** Provided data **
## BEGIN

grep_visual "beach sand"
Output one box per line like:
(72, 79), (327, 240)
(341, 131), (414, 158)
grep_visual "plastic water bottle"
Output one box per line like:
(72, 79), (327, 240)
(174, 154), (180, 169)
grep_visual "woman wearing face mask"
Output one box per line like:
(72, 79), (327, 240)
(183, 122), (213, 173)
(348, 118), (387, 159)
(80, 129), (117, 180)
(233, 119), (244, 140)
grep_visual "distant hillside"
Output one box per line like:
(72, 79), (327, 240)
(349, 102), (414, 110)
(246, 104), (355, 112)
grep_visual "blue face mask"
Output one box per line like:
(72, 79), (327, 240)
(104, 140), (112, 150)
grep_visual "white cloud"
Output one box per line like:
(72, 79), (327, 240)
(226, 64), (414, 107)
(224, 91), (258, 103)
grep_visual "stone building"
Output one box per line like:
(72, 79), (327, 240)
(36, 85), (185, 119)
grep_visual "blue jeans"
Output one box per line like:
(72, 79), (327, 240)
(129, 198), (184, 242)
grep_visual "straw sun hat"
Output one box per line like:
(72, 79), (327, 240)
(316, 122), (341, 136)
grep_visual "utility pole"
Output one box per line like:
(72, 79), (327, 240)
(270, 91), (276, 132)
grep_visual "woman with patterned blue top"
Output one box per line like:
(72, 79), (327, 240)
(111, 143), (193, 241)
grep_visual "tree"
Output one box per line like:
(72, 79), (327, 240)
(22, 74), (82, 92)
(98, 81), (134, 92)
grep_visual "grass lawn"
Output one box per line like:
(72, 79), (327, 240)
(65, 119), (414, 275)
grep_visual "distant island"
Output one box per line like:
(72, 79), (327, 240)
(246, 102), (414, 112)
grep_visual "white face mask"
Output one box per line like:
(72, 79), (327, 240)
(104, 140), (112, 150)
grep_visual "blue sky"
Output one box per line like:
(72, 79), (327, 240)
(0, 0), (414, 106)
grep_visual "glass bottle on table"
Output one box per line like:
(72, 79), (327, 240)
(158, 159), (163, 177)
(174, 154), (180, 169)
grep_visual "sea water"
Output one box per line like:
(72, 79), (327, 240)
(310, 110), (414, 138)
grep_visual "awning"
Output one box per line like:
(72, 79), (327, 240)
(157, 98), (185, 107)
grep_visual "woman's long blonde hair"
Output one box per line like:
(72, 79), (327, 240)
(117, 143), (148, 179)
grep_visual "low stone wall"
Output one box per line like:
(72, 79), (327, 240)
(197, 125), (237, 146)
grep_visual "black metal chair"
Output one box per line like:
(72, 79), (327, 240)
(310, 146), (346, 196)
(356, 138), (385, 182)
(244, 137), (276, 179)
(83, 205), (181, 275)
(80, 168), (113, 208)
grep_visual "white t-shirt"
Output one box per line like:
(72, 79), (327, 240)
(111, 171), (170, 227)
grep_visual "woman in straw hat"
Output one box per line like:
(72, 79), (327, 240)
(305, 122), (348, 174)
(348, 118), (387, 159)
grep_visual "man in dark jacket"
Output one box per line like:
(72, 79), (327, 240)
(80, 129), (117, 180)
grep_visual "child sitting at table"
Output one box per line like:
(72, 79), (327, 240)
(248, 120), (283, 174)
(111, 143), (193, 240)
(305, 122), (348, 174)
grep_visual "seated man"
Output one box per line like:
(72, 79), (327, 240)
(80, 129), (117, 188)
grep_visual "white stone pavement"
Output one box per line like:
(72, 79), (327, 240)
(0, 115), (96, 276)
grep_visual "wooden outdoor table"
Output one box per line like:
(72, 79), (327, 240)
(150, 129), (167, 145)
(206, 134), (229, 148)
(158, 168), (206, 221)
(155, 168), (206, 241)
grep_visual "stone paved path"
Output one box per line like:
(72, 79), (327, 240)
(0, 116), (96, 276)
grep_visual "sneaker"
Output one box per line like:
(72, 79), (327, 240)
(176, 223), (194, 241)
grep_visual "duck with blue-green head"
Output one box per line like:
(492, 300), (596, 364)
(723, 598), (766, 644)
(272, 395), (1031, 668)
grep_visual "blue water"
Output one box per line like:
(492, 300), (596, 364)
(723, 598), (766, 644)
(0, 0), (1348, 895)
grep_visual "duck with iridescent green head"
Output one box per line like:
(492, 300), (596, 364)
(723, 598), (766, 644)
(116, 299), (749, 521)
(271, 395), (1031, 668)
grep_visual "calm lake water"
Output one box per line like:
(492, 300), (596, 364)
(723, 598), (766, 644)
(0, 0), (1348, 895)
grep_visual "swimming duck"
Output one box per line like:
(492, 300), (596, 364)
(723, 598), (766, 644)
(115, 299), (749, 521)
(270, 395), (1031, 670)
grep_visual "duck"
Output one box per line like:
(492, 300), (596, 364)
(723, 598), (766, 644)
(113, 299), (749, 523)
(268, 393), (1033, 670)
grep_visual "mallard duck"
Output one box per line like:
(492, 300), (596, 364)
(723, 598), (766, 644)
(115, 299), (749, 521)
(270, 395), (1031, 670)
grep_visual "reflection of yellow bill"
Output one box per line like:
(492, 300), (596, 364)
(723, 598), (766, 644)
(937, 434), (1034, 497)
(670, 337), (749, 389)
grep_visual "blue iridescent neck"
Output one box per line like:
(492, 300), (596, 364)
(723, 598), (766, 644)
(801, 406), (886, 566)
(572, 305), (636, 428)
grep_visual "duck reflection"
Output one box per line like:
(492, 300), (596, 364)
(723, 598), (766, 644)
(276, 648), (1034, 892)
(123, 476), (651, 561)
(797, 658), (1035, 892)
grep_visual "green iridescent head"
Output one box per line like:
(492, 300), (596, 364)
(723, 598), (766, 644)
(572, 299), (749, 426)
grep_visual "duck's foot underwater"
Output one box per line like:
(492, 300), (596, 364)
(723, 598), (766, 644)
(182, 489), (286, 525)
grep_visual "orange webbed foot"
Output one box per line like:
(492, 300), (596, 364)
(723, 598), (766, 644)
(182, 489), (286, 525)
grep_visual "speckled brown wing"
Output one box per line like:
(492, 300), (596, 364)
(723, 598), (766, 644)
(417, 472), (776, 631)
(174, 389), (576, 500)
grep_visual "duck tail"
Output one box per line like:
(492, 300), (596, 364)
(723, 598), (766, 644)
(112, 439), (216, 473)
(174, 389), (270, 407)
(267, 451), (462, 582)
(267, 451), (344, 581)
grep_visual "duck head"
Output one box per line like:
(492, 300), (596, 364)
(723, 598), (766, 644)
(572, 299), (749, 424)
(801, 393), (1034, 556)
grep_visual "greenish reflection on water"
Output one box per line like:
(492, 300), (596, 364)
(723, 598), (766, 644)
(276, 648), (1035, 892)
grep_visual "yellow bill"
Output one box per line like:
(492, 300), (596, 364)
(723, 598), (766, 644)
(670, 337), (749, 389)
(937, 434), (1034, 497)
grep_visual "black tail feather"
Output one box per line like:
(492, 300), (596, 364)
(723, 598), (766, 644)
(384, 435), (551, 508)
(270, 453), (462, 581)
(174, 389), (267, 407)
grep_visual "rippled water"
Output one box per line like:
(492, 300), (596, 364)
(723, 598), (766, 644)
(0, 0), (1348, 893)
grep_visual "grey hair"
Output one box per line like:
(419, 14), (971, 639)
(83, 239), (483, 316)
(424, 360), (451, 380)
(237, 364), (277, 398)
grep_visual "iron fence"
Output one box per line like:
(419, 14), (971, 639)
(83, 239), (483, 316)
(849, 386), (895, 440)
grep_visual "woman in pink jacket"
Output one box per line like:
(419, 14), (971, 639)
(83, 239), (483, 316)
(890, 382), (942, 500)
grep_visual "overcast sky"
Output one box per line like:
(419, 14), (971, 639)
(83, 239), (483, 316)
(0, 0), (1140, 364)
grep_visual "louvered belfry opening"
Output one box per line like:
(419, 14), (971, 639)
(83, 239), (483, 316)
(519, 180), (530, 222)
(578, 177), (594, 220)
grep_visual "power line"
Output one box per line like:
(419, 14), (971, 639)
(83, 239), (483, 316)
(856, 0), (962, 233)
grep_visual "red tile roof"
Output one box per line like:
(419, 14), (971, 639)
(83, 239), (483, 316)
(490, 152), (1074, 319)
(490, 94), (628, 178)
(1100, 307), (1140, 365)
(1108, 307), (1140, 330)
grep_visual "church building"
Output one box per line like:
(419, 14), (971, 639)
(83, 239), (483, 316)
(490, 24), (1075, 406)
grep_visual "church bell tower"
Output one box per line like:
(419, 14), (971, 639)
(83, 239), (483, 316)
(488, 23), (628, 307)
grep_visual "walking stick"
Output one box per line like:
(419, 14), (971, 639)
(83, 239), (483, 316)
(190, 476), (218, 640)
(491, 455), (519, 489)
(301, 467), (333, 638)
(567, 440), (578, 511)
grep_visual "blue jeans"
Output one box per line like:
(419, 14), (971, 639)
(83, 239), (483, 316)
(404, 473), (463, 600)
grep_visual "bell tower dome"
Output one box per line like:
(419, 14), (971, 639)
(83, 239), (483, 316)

## END

** Task directions **
List every line from the start of the rows up to and including the line with "(310, 110), (414, 138)" as a numbered list, leaving out blank lines.

** Answer **
1. grep_visual "beach sand"
2. Output one box per line like:
3. (72, 79), (327, 240)
4. (341, 131), (414, 158)
5. grep_visual "plastic water bottle"
6. Output one box per line like:
7. (72, 79), (327, 240)
8. (174, 154), (180, 169)
9. grep_visual "woman wearing face mask"
10. Output one box per line like:
11. (72, 79), (327, 240)
12. (183, 122), (213, 173)
13. (348, 118), (387, 159)
14. (80, 129), (117, 180)
15. (233, 119), (244, 140)
16. grep_visual "distant hillside"
17. Output one box per line like:
18. (72, 79), (327, 240)
19. (349, 102), (414, 110)
20. (246, 104), (355, 112)
21. grep_visual "blue face mask"
22. Output one box per line like:
23. (72, 79), (327, 240)
24. (104, 140), (112, 150)
25. grep_visual "white cloud"
26. Output one box per line like:
27. (72, 79), (327, 240)
28. (226, 64), (414, 107)
29. (224, 91), (258, 103)
30. grep_visual "stone building"
31. Output one box per line like:
32. (72, 79), (327, 240)
33. (36, 85), (185, 119)
34. grep_visual "blue jeans"
35. Output one box per line like:
36. (72, 79), (327, 240)
37. (129, 198), (184, 242)
38. grep_visual "straw sun hat"
39. Output one box per line like:
40. (72, 79), (327, 240)
41. (316, 122), (341, 136)
42. grep_visual "utility pole"
43. Output one box per line like:
44. (72, 79), (327, 240)
45. (270, 91), (276, 132)
46. grep_visual "woman with patterned blue top"
47. Output one box per line like:
48. (72, 79), (327, 240)
49. (111, 143), (193, 241)
50. grep_visual "tree"
51. Output one box per line like:
52. (72, 79), (327, 240)
53. (22, 74), (82, 92)
54. (98, 81), (134, 92)
55. grep_visual "grass lawn"
56. Output one box per line like:
57. (72, 79), (327, 240)
58. (65, 119), (414, 275)
59. grep_visual "distant island"
60. Output one box per line like:
61. (72, 79), (327, 240)
62. (246, 102), (414, 112)
63. grep_visual "white face mask"
64. Output one box per line like:
65. (72, 79), (327, 240)
66. (104, 140), (112, 150)
67. grep_visual "blue sky"
68. Output one box per line like:
69. (72, 79), (327, 240)
70. (0, 0), (414, 106)
71. grep_visual "glass bottle on table"
72. Output one box per line like:
73. (72, 79), (327, 240)
74. (158, 159), (163, 177)
75. (174, 154), (180, 169)
76. grep_visual "sea water"
77. Output one box per line like:
78. (72, 79), (327, 240)
79. (310, 110), (414, 138)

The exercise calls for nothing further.